Segment Start: INPUT

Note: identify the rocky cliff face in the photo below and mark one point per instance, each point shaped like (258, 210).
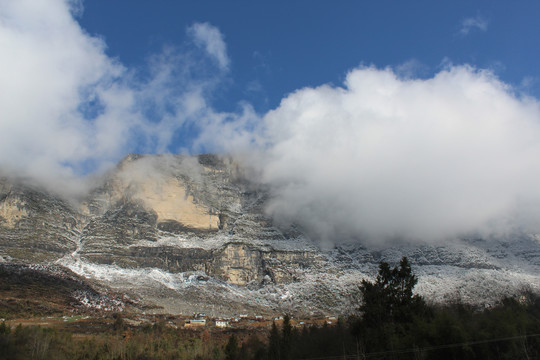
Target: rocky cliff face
(189, 234)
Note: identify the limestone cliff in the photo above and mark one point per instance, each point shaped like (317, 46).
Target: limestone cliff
(189, 233)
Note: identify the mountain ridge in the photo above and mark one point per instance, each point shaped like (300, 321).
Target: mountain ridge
(189, 234)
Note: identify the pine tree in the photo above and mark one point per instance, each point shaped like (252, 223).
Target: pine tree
(286, 338)
(274, 343)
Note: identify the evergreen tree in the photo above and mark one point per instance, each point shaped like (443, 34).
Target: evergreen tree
(391, 297)
(274, 343)
(286, 338)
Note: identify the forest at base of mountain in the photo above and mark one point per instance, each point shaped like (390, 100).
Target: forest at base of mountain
(391, 323)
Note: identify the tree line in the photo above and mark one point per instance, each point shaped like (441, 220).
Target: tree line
(390, 322)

Segment End: INPUT

| ABOUT THIS EXERCISE |
Nothing but the lines from the one that contains "Target: limestone cliff" through the end of the data above should appear, each reproduced exactly.

| RESPONSE BOX |
Target: limestone cliff
(189, 233)
Note: identify the mountain ridge in the photo above and mark one point per instance, each point shaped like (300, 321).
Target: mountain ridge
(189, 234)
Note: identify the pine tree in the photo above and mark one point per instance, each point shaped like (252, 223).
Target: pine tree
(286, 338)
(274, 343)
Note: identify the evergreen tree in the photo above and mark one point per instance, each point shaped like (443, 34).
Target: evergreen tree
(391, 297)
(274, 343)
(286, 338)
Note: identify the forest at base of mountain in the photo above and mark one point per instance, each point shaped like (390, 100).
Target: forest at base of mountain
(391, 323)
Note: identify the tree line in the photo above and mark one point per instance, each point shaped like (441, 220).
Target: tree line
(390, 322)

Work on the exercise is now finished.